» Text excerpt
[Start of Attachment]

Optimizing Operational Efficiencies through Wireless Environment Monitoring

For potential customers investigating the complexities of temperature monitoring solutions – what you don’t know can hurt you. As Comark’s National Sales Manager, I spend much of my time analyzing clients’ needs and expectations, helping to create compliance-focused solutions that allow for increased operational efficiencies and expanded revenue opportunities.

One of the most common issues I see in evaluating kitchen coolers and freezers is in the area of defrost cycles. Defrost cycles typically rely on a mechanical timer, which is monitored and adjusted manually by an HVAC specialist. These adjustments are made to optimize efficiencies, but necessary changes may fluctuate as compressors and equipment age, or even as refrigerants leak or are replaced.

Incorrect cycles characteristically raise the temperature of the cooler or freezer interior too high, only to require more work from the compressor to chill it back down. The normal “guessing” method of setting cycle times is not only a wildly inefficient use of energy, but a practice that could jeopardize product safety.

Despite a nearly 10 percent plunge in salmonella incidences, other bacterial infections have surged in recent years. Vibrio vulnificus, most commonly found in seafood, is up 32 percent; E.coli 0157 is up 16 percent; and Shigella is up 14 percent, according to the most recent information available from the CDC.

While recommended temperatures are often associated with the cooking process, consistently maintaining recommended temperatures is equally important in storage.

By utilizing wireless temperature and humidity monitoring solutions, a kitchen staff is provided access to reports and graphs to make appropriate the best possible adjustments to the defrost cycles. This not only maximizes the life expectancy of equipment and minimizes wasted energy, but also ensures food has been stored in optimal conditions to preserve freshness and maintain food safety parameters.

Understanding how to maximize the full potential of your food environment is the key to meeting and exceeding industry-specific HAACP compliance expectations.

[End of Attachment]

» Material shown
[Start of Attachment]

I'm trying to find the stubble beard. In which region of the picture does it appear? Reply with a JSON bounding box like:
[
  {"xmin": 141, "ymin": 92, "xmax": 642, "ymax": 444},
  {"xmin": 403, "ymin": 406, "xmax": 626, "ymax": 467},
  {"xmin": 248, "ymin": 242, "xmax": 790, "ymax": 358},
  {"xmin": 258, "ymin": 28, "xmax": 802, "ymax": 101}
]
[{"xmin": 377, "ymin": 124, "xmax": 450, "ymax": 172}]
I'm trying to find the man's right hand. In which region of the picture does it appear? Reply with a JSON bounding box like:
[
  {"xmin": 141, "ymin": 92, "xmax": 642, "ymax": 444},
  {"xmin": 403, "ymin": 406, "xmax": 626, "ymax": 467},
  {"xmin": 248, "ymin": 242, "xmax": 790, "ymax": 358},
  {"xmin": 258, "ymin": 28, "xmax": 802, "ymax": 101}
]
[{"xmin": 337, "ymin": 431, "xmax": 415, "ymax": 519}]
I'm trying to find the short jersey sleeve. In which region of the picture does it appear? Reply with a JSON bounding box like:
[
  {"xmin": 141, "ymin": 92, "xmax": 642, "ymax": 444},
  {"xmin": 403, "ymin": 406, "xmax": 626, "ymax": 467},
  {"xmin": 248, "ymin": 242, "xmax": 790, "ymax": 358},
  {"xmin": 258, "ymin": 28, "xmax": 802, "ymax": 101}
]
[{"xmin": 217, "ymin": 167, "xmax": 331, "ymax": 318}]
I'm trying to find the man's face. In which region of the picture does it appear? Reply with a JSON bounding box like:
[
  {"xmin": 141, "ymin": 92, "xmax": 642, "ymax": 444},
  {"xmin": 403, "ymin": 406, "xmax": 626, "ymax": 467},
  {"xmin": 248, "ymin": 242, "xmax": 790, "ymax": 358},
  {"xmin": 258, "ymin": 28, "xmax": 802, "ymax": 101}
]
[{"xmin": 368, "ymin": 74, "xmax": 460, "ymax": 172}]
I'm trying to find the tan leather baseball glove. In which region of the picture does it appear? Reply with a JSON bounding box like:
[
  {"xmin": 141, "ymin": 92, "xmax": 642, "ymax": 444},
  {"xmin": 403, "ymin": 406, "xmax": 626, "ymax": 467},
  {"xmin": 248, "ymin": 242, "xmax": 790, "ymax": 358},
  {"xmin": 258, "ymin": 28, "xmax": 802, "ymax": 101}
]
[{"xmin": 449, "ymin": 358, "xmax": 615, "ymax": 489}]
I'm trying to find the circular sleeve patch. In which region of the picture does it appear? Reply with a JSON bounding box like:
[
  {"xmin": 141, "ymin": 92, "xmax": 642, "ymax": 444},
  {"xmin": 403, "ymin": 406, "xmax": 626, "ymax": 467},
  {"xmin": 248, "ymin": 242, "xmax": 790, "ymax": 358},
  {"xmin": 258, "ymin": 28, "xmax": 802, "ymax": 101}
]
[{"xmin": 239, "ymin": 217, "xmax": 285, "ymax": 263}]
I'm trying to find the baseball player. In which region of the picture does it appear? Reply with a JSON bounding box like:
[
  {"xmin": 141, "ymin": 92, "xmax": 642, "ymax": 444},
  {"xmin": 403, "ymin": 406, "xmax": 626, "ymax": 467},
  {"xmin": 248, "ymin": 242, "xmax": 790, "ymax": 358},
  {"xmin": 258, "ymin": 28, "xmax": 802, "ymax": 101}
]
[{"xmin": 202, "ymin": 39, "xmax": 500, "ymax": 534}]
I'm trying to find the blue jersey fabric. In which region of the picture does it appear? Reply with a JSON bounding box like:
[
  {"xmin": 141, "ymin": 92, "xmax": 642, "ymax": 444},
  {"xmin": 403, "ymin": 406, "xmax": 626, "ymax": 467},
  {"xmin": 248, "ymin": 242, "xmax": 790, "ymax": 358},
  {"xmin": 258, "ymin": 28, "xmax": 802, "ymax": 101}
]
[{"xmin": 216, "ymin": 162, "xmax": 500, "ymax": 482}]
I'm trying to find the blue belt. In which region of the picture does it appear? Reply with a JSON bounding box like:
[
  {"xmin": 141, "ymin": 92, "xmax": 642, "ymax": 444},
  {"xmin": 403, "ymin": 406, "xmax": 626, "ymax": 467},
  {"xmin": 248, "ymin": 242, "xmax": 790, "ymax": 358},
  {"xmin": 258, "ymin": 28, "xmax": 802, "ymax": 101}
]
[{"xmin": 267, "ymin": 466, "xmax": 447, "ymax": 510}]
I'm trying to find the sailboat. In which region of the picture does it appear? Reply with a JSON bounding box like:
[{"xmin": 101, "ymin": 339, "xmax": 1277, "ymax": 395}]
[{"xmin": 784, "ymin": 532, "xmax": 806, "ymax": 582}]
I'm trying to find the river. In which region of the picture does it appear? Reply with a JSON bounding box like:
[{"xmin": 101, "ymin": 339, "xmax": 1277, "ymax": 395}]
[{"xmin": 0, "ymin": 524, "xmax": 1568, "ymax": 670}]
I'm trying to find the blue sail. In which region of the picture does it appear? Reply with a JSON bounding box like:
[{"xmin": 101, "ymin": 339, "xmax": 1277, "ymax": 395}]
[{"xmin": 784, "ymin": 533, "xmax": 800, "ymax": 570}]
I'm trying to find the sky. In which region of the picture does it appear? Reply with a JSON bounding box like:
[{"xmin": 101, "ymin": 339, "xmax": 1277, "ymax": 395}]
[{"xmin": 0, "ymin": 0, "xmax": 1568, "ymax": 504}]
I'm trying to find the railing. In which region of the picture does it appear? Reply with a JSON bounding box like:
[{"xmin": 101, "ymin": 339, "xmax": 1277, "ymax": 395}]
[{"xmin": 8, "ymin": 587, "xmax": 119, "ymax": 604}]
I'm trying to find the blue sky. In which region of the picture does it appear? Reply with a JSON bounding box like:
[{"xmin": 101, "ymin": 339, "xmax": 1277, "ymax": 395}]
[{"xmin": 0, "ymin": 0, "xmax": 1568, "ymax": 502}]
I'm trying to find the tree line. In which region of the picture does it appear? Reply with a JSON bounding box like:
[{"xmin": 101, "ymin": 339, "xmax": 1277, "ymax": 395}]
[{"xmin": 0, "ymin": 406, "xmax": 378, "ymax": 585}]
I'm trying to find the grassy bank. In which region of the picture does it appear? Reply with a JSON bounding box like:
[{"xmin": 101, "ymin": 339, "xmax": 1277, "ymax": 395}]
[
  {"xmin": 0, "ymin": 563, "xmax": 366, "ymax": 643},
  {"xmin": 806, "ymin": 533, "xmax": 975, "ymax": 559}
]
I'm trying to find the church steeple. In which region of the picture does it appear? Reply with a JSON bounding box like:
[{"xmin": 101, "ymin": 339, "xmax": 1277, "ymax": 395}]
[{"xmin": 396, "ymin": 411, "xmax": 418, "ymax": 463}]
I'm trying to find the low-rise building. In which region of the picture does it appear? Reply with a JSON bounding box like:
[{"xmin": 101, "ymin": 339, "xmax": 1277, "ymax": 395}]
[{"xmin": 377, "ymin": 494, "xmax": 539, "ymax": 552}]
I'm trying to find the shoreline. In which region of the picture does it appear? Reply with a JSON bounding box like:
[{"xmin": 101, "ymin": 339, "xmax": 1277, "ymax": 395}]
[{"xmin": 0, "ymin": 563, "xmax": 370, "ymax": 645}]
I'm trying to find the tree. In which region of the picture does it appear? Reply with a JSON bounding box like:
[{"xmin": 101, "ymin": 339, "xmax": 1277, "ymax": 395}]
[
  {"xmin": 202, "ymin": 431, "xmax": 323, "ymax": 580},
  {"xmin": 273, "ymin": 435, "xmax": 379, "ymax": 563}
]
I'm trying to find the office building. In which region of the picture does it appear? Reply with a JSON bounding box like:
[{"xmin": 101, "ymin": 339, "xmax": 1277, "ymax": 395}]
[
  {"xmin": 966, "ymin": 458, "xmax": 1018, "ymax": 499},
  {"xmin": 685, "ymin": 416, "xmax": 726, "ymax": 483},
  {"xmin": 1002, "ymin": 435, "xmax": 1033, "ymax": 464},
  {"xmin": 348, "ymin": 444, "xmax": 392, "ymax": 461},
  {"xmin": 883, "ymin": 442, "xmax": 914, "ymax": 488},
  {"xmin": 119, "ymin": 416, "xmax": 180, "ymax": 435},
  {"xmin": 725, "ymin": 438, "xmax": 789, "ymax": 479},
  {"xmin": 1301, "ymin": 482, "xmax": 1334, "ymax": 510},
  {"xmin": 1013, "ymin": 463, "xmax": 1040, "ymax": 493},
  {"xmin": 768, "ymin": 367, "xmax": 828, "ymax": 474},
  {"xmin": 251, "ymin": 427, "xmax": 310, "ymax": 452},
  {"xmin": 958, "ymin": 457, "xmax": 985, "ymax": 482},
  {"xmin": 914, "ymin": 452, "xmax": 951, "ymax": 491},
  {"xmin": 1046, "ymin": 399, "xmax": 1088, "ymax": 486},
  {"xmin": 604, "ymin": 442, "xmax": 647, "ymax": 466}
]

[End of Attachment]

» Activities
#1 From the article on wireless environment monitoring, write out the passage starting with "By utilizing wireless" and going on through "food safety parameters.".
#2 In the article on wireless environment monitoring, why does an incorrectly set defrost cycle waste energy? Answer in one to three sentences.

» Results by task
#1
By utilizing wireless temperature and humidity monitoring solutions, a kitchen staff is provided access to reports and graphs to make appropriate the best possible adjustments to the defrost cycles. This not only maximizes the life expectancy of equipment and minimizes wasted energy, but also ensures food has been stored in optimal conditions to preserve freshness and maintain food safety parameters.

#2 An incorrect defrost cycle raises the temperature inside the cooler or freezer too high. The compressor then has to do more work to chill it back down.